> [What you should do]:
What you return must be every line from the beginning of the data through the line holding "pixel 398 310", unchanged.

--- Source material Enclosed Below ---

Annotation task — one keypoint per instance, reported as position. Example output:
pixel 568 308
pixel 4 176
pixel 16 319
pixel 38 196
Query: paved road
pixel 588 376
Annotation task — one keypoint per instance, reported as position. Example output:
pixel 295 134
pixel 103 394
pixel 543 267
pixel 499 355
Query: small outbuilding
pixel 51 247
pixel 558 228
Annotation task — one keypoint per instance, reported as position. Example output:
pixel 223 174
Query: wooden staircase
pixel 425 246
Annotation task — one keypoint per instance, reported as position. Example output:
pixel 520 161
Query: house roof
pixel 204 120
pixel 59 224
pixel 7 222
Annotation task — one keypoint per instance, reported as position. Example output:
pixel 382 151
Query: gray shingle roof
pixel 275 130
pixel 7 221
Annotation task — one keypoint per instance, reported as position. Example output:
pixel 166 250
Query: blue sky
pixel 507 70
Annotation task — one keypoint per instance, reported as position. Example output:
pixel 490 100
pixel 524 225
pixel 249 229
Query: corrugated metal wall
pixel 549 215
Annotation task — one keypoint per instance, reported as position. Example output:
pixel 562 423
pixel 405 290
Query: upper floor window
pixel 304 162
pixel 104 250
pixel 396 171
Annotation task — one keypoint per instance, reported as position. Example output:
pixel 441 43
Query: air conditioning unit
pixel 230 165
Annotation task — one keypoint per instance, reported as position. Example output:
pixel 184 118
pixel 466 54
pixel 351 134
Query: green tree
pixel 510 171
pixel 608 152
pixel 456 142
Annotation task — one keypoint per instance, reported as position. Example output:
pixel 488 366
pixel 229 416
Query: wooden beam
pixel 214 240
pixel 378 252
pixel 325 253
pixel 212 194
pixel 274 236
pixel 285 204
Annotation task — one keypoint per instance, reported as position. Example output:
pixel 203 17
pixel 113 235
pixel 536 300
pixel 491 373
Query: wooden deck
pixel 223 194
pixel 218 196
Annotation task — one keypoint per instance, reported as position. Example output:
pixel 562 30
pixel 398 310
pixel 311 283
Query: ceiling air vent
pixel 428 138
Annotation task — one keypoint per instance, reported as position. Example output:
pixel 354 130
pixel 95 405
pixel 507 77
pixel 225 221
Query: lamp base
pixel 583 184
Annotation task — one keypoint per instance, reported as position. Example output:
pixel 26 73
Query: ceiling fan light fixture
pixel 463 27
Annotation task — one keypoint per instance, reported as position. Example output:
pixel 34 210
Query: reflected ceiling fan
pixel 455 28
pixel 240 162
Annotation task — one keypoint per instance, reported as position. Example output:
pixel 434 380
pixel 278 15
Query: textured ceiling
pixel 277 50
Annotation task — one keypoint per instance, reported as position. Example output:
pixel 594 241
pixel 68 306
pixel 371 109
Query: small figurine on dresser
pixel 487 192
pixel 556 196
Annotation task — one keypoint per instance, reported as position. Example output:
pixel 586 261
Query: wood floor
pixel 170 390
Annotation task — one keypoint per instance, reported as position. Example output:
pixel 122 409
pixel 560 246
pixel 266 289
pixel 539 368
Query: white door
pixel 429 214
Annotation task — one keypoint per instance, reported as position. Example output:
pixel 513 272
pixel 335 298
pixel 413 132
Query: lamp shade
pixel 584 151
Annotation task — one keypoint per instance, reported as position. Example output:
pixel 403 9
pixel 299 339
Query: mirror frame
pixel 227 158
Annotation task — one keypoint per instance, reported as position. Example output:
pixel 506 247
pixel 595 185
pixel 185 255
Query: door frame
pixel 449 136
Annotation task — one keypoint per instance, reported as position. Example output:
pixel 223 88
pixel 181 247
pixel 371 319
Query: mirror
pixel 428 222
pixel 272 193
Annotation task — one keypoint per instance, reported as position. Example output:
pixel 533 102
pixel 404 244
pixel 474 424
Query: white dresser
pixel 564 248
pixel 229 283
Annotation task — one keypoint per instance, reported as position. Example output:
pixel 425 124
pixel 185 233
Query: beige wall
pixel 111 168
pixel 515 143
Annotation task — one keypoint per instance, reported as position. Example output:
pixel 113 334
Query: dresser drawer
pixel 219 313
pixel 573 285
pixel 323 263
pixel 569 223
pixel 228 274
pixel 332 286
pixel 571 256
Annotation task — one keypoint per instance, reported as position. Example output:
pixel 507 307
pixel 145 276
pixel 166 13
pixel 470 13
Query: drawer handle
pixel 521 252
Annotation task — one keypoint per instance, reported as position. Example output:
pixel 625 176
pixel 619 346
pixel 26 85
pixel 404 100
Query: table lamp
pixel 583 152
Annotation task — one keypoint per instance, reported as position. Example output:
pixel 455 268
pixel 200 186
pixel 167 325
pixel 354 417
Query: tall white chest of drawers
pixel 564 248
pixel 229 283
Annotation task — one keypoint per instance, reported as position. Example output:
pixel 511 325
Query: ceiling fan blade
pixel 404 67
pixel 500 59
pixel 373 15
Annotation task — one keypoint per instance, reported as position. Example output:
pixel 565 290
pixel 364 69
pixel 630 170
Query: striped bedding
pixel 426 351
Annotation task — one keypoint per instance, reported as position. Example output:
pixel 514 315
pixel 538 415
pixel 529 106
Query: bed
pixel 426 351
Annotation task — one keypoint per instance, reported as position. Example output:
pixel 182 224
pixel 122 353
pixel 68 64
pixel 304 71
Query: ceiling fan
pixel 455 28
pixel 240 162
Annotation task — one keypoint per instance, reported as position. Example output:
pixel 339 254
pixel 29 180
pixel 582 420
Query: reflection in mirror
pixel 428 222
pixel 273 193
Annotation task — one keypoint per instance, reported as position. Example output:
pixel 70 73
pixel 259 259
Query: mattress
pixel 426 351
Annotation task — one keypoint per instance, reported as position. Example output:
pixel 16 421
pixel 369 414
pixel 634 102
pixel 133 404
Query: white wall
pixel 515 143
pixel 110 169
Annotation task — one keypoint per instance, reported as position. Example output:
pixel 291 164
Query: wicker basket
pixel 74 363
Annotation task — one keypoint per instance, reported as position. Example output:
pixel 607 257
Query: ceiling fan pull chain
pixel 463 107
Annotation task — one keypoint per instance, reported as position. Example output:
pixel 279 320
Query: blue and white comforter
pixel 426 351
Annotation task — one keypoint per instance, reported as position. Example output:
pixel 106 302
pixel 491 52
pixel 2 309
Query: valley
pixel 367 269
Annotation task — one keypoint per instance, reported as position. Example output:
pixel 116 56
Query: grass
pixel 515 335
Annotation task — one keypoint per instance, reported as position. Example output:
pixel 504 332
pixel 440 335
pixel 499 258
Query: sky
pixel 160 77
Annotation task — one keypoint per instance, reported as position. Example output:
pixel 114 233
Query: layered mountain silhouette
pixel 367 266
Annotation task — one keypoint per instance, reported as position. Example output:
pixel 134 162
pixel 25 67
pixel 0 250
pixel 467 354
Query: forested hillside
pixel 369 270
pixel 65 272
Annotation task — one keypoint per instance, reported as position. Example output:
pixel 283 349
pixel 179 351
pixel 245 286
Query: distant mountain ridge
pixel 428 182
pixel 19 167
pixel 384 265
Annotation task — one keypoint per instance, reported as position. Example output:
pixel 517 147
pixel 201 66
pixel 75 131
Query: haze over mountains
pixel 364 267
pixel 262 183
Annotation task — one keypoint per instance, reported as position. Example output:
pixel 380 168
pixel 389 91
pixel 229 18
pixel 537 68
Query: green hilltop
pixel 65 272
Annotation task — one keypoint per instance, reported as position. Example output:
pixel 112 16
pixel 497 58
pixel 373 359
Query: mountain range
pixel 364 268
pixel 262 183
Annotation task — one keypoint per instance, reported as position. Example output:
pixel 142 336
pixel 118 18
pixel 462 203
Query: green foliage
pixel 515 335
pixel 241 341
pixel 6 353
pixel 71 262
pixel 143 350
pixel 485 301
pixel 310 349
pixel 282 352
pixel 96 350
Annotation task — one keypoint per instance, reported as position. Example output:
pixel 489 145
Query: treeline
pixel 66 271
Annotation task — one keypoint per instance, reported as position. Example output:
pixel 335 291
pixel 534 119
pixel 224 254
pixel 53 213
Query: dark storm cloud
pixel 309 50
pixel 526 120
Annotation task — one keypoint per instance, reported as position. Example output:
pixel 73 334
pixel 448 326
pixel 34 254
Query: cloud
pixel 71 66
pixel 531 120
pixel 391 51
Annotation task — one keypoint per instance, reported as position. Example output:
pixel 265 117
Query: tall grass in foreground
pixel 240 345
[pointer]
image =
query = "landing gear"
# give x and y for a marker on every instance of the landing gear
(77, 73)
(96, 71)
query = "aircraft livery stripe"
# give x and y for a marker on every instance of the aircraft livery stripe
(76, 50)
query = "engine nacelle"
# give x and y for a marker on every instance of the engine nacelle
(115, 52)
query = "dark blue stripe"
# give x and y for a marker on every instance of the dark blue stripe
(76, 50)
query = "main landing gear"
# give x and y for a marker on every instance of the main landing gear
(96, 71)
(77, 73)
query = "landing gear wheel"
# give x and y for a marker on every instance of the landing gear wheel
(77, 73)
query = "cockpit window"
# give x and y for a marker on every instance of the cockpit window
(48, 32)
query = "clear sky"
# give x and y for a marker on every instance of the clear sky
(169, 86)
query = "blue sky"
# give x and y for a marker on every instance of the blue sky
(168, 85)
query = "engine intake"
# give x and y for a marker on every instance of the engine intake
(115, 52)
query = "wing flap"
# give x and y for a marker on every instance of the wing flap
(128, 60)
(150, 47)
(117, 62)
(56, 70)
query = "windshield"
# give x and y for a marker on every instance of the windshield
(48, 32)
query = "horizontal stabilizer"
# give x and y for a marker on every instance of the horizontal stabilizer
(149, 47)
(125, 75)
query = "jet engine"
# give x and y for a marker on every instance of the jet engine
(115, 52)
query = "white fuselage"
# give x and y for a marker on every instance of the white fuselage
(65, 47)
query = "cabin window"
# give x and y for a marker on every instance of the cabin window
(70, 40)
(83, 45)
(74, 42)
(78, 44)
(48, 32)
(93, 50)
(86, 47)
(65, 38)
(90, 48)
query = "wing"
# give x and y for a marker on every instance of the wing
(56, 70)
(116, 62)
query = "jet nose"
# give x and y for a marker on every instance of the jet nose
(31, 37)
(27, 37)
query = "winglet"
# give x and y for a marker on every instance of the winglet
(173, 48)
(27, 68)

--- End of Enclosed Source material ---

> [The answer]:
Annotation task — one keypoint per instance, reported as position. Example output:
pixel 568 308
pixel 4 176
pixel 16 319
pixel 38 196
Query: paved road
pixel 588 376
Annotation task — one keypoint per instance, reported as position. Example output:
pixel 295 134
pixel 103 394
pixel 543 267
pixel 499 355
Query: small outbuilding
pixel 51 247
pixel 558 228
Annotation task — one keypoint per instance, reported as position. Example output:
pixel 223 174
Query: wooden staircase
pixel 425 246
Annotation task — one keypoint per instance, reported as position. Example output:
pixel 520 161
Query: house roof
pixel 204 120
pixel 59 224
pixel 7 222
Annotation task — one keypoint per instance, reported as position. Example output:
pixel 382 151
Query: gray shingle roof
pixel 275 130
pixel 7 221
Annotation task — one keypoint per instance, reported as position. Example output:
pixel 166 250
Query: blue sky
pixel 507 70
Annotation task — one keypoint per instance, reported as position. Example output:
pixel 490 100
pixel 524 225
pixel 249 229
Query: corrugated metal wall
pixel 549 215
Annotation task — one keypoint per instance, reported as position. Example output:
pixel 562 423
pixel 405 290
Query: upper floor window
pixel 304 162
pixel 104 250
pixel 396 171
Annotation task — one keypoint per instance, reported as position. Example output:
pixel 441 43
Query: air conditioning unit
pixel 230 165
Annotation task — one keypoint per instance, reported as position. Example output:
pixel 184 118
pixel 466 54
pixel 351 134
Query: green tree
pixel 510 171
pixel 608 152
pixel 456 142
Annotation task — one keypoint per instance, reported as position. Example output:
pixel 488 366
pixel 229 416
Query: wooden beam
pixel 214 240
pixel 378 252
pixel 325 253
pixel 212 194
pixel 274 236
pixel 285 204
Annotation task — one keypoint per instance, reported as position. Example output:
pixel 203 17
pixel 113 235
pixel 536 300
pixel 491 373
Query: wooden deck
pixel 223 194
pixel 218 196
Annotation task — one keypoint per instance, reported as position. Example output:
pixel 562 30
pixel 398 310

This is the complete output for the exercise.